→ TEXTO DADO:
—————
Cuando Sylvia Beach llegó en 1917 a la Universidad de la Sorbona para estudiar literatura francesa traía algo de flor trasplantada a la ciudad de todos los excesos, donde sonaban los violines en las azoteas. Se aplicó a los estudios mientras París acumulaba una bandada de chicas con falda de charlestón y sombrero rematado en plumas de marabú que aún no se había echado a perder, perseguidas por una recua de artistas alucinados que alojaban en el cráneo una metralla de absenta, cubismo y caligramas. Todo mezclado con noticias de la carnicería que armó la Primera Guerra Mundial. Una mañana, la joven Sylvia pasó por la Rue de l’Odéon, donde otra damita de 20 años, Adrienne Monnier, acogía letraheridos en un local de alma apache, La Maison des Amies des Livres. Allí el personal se calentaba escuchando leer a Joyce, Gide y Valéry.
En aquellos días los escritores extranjeros entraban en París en manada. Alrededor de Gertrude Stein y su hermano Leo, millonarios y mecenas, se acumulaba un ajuar de hambrientos. Sylvia puso la oreja en la acera y entendió que esos ñus merecían una majada diurna antes de dejarse rodar por la noche y las tabernas. Alentada por Monnier, que la tomó de cómplice y de amante, abrió su propia librería especializada en literatura anglosajona e inauguró una nueva forma de estar en París: hacer nido en la Shakespeare & Company, pila bautismal de la Generación perdida. Nadie podía aspirar a hacerse un sitio en la ciudad sin recibir antes credenciales y bendición en casa de Sylvia Beach.
Hemingway, que tenía el don de estar en el sitio exacto en el momento oportuno, se encaramó a la librería robando puntualmente libros que luego dejaba en la barra del Harry’s Bar, donde aún le fiaban. Scott Fitzerald escogió aquel galpón para reposar la palidez de las resacas después de tomar el último puyazo en la terraza de la Closerie des Lilas. Ezra Pound dispensaba citas fastuosas usando la lengua como hisopo mientras inventaba otra de las formas de la modernidad. Nabokov asomó algún día por ver si de los anaqueles escapaba una mariposa. T. S Eliot se rozaba con el río de la gente antes de encerrarse por siempre en su despacho de Faber & Faber. El editor Robert McAlmond siempre entraba como el que va de caza. Y la exquisita y loquísima Djuna Barnes se exhibía con descaro por si algún bohemio total le calentaba los pies con el frío de las manos o alguna modelo le sacaba la blusa sin estropearle el tocado. Este era el día a día de Sylvia Beach, que también alquilaba a algunas de estas criaturas el piso de arriba de la librería, que entre otros tuvo de inquilino al pianista George Antheil, especializado en trepar hasta el balcón por la fachada de la Shakesperare & Co.
—————
→ DATOS PROPORCIONADOS:
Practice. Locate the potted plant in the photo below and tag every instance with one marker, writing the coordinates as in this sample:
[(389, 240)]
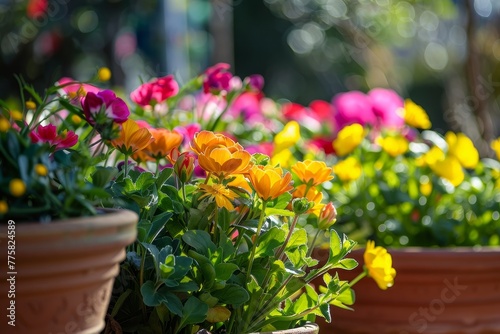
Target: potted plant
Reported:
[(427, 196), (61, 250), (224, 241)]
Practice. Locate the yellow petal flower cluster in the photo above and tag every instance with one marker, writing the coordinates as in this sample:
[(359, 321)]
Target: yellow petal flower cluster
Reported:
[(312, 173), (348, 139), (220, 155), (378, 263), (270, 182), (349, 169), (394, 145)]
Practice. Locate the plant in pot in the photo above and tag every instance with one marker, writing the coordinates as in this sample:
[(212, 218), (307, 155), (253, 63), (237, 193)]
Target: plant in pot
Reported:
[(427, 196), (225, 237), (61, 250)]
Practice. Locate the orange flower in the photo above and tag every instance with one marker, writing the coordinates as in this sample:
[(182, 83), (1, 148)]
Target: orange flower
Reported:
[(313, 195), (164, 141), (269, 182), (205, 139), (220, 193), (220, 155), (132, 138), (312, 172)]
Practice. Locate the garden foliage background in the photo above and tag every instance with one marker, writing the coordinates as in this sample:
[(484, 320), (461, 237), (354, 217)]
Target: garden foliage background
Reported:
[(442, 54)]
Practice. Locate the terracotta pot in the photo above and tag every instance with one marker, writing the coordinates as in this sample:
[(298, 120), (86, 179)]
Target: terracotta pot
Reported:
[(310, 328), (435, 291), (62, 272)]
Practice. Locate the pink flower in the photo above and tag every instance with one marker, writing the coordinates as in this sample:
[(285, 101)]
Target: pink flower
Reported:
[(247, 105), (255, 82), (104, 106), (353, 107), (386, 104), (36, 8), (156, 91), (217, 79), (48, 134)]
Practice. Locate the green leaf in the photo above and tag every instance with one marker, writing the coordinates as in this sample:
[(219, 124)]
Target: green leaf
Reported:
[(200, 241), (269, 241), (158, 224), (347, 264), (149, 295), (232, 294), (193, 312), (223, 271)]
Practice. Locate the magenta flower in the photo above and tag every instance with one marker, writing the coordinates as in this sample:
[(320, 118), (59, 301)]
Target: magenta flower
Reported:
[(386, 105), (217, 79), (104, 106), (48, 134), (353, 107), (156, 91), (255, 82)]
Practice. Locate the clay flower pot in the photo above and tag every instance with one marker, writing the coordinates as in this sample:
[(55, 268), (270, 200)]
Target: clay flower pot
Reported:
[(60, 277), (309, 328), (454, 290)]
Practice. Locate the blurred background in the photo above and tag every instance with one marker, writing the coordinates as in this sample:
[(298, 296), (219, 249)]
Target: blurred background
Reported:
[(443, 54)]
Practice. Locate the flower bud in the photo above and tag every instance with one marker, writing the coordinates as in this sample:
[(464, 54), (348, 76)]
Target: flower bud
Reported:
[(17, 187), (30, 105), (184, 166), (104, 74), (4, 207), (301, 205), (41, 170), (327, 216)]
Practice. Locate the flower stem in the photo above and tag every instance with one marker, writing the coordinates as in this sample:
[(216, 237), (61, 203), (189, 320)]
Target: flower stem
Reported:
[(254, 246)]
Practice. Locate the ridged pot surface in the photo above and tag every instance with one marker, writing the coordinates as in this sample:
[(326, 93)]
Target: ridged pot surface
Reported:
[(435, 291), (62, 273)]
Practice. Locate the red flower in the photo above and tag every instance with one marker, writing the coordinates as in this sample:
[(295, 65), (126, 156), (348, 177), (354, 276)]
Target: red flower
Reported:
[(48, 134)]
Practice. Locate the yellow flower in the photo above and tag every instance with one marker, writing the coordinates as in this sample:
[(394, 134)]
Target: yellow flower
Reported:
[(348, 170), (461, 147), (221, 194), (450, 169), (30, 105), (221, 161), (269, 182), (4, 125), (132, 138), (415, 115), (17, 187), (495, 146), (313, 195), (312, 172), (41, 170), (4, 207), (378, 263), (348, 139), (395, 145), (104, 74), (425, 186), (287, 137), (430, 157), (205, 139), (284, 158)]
—————
→ RETO:
Copia, por favor, el texto sobre Sylvia Beach desde "Cuando Sylvia Beach" hasta "Gide y Valéry.".

→ RESPUESTA:
Cuando Sylvia Beach llegó en 1917 a la Universidad de la Sorbona para estudiar literatura francesa traía algo de flor trasplantada a la ciudad de todos los excesos, donde sonaban los violines en las azoteas. Se aplicó a los estudios mientras París acumulaba una bandada de chicas con falda de charlestón y sombrero rematado en plumas de marabú que aún no se había echado a perder, perseguidas por una recua de artistas alucinados que alojaban en el cráneo una metralla de absenta, cubismo y caligramas. Todo mezclado con noticias de la carnicería que armó la Primera Guerra Mundial. Una mañana, la joven Sylvia pasó por la Rue de l’Odéon, donde otra damita de 20 años, Adrienne Monnier, acogía letraheridos en un local de alma apache, La Maison des Amies des Livres. Allí el personal se calentaba escuchando leer a Joyce, Gide y Valéry.